ENUNCIADO: Transcreva literalmente, do acórdão apresentado abaixo, o trecho que vai de "II – A comprovação" até "citado preceito legal.".

SECÇÃO DO DOCUMENTO:
Acórdão do Tribunal da Relação de Lisboa
Processo:
4966/2006-1
Relator: MARIA JOSÉ SIMÕES
Descritores: MULTA
DISPENSA
Nº do Documento: RL
Data do Acordão: 02/27/2007
Votação: UNANIMIDADE
Texto Integral: S
Meio Processual: AGRAVO
Decisão: NEGADO PROVIMENTO
Sumário: I – É ao recorrente que incumbe o ónus de indicar quais os concretos meios probatórios com vista à requerida “dispensa” do pagamento da multa liquidada nos termos do nº 6 do artº 145º do CPC por extemporânea apresentação do requerimento de interposição de recurso, não competindo ao Tribunal decidi-lo oficiosamente.
II – A comprovação da situação económica do recorrente com vista à dispensa do pagamento da multa processual devida pela apresentação extemporânea de requerimento de recurso insere-se nos chamados incidentes atípicos da instância, a que devem ser aplicadas as regras ínsitas nos artºs 303º e segs. do CPC, resultando, assim, existir uma restrição à apresentação de provas supervenientes em articulados autónomos daqueles que são expressamente referidos no citado preceito legal.

DADOS ARMAZENADOS:
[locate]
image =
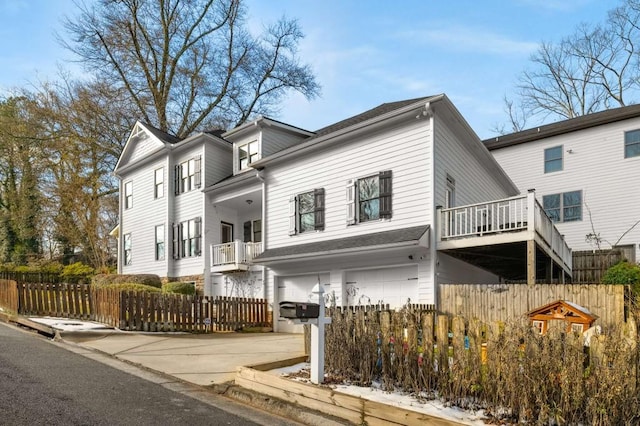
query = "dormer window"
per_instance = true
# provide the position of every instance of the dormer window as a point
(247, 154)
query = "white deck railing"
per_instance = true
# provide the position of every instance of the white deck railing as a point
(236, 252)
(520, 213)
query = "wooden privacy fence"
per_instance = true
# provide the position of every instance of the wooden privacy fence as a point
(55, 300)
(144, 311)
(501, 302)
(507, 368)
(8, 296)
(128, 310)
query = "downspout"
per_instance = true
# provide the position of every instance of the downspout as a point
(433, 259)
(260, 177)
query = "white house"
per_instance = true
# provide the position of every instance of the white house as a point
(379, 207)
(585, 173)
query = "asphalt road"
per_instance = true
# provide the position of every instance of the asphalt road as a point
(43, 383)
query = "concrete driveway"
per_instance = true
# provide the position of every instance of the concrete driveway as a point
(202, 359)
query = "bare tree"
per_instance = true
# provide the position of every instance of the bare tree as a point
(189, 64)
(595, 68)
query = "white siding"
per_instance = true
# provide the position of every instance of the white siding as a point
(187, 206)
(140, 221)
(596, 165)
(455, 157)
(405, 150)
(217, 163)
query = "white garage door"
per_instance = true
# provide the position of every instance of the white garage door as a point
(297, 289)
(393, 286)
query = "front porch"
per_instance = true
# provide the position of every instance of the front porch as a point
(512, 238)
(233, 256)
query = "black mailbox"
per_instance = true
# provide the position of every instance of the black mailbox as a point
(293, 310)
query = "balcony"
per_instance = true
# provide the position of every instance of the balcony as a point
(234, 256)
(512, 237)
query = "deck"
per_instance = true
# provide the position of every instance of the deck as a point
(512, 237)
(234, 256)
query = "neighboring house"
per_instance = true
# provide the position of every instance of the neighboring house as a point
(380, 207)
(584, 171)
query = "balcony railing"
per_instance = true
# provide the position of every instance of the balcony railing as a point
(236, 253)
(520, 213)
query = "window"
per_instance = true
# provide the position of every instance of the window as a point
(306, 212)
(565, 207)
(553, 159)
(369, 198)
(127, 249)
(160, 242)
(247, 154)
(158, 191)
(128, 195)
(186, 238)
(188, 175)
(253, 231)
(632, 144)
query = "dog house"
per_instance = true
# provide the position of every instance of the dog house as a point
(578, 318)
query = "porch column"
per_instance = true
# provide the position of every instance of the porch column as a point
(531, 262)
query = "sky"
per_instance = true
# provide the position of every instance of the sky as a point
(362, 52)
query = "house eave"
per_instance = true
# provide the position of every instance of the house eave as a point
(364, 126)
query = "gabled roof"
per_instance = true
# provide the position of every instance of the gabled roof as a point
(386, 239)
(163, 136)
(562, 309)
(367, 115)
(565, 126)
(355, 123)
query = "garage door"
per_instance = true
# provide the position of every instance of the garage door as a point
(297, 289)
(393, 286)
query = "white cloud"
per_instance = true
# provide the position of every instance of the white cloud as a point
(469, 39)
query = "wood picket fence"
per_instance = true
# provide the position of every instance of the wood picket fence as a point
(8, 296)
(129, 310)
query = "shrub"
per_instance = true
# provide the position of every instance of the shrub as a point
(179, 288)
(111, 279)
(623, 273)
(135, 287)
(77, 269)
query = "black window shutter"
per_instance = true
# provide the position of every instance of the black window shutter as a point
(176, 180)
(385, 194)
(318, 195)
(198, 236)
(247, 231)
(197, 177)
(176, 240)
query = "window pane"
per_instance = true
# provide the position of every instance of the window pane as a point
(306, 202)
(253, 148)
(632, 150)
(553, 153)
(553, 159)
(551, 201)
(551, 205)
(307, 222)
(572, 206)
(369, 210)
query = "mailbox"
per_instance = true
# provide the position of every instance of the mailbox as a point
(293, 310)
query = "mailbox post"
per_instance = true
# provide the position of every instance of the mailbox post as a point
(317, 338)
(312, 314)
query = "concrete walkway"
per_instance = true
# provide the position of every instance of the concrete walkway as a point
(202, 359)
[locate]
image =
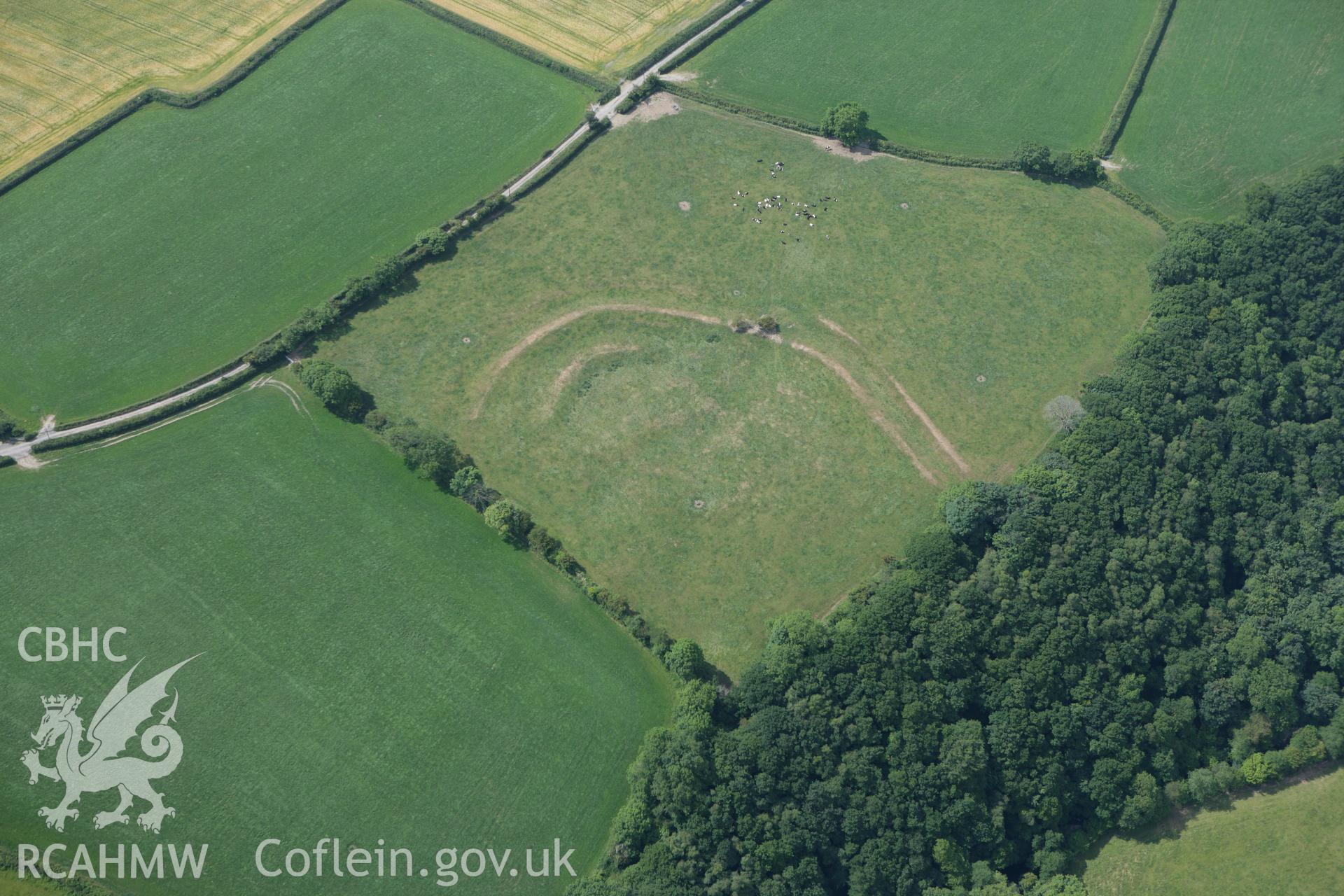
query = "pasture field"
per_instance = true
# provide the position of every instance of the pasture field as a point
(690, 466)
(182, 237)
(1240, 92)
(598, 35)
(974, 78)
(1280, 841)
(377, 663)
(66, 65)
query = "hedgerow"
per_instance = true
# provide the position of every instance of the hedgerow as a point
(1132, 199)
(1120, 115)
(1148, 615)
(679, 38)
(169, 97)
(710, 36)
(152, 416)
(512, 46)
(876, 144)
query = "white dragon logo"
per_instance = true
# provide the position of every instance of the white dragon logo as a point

RESOLUÇÃO:
II – A comprovação da situação económica do recorrente com vista à dispensa do pagamento da multa processual devida pela apresentação extemporânea de requerimento de recurso insere-se nos chamados incidentes atípicos da instância, a que devem ser aplicadas as regras ínsitas nos artºs 303º e segs. do CPC, resultando, assim, existir uma restrição à apresentação de provas supervenientes em articulados autónomos daqueles que são expressamente referidos no citado preceito legal.